PROBLEM DETAILS:
Hunt through the entries for the word "shirt" and copy each line in which it appears.

PROVIDED RECORDS:

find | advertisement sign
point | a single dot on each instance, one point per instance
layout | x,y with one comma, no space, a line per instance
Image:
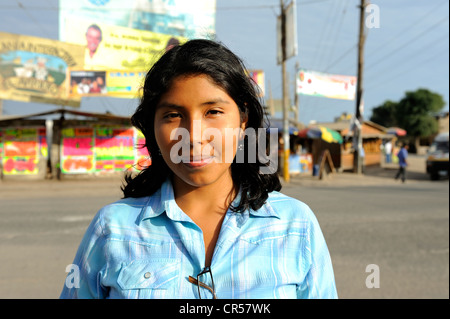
258,77
20,154
291,46
109,47
34,69
102,150
118,83
326,85
114,149
180,18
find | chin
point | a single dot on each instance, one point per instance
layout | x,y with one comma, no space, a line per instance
203,177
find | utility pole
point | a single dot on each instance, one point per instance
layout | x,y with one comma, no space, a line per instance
285,99
296,97
357,135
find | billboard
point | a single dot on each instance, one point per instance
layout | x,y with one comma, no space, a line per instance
34,69
189,19
326,85
110,47
259,79
117,83
21,150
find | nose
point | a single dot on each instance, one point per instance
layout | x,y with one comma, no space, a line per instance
195,132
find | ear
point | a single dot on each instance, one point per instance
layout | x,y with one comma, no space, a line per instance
244,119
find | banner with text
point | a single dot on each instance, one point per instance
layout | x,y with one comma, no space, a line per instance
119,83
181,18
34,69
21,149
326,85
109,47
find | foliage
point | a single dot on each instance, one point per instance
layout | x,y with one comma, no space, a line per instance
415,113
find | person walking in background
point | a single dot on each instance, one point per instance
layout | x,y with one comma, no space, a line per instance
402,162
388,151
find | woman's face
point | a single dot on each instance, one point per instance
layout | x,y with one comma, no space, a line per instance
196,128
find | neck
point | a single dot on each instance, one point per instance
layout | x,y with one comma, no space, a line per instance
215,197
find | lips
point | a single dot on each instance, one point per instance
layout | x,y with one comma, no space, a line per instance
197,162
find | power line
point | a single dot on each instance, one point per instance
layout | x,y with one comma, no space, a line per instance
402,33
413,54
432,58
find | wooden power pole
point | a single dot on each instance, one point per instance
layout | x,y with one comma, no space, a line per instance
357,160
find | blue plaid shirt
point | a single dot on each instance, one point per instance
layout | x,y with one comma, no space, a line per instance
148,247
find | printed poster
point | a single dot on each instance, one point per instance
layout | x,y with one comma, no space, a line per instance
180,18
326,85
34,69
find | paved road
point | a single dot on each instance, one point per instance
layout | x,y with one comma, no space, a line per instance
403,229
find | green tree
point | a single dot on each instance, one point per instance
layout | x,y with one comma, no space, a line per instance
385,114
415,113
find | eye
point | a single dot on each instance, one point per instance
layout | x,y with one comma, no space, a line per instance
171,115
214,112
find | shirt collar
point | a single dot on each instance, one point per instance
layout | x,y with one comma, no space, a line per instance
163,200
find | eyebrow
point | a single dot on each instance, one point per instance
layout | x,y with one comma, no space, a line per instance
176,106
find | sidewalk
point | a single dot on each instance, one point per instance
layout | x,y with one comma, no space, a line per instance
373,175
91,186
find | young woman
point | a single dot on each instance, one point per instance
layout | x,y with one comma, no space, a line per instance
198,223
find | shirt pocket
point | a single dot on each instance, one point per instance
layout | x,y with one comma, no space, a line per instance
149,278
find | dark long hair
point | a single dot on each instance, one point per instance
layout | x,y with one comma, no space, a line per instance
201,57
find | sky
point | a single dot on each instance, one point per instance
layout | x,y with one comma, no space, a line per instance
408,50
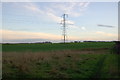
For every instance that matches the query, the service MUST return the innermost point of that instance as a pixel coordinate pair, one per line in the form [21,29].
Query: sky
[40,21]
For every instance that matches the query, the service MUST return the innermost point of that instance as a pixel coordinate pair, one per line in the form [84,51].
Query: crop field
[58,60]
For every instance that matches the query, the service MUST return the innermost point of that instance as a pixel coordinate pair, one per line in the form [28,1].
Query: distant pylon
[63,22]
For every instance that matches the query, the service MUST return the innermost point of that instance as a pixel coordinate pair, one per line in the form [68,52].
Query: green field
[58,60]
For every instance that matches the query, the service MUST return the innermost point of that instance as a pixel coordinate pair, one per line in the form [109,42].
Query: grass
[54,46]
[71,60]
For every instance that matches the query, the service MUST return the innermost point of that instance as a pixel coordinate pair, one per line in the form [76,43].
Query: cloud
[51,13]
[9,34]
[106,34]
[83,28]
[15,35]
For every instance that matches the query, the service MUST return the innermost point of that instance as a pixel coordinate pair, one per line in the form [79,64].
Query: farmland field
[58,60]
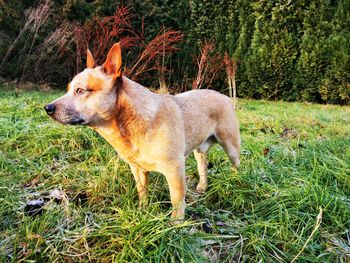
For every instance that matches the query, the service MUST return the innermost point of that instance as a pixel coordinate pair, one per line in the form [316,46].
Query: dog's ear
[90,62]
[113,63]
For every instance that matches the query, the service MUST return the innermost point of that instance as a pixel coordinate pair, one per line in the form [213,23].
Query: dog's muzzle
[50,108]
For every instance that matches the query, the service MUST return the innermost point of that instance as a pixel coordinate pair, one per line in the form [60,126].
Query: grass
[291,195]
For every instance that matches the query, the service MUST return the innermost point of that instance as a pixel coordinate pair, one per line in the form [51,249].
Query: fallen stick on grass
[317,225]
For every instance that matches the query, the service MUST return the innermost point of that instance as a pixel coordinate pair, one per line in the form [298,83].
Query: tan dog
[151,132]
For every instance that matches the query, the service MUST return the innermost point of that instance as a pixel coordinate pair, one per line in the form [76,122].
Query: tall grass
[290,199]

EXERCISE ANSWER:
find | blue plaid shirt
find | shirt collar
find | shirt pocket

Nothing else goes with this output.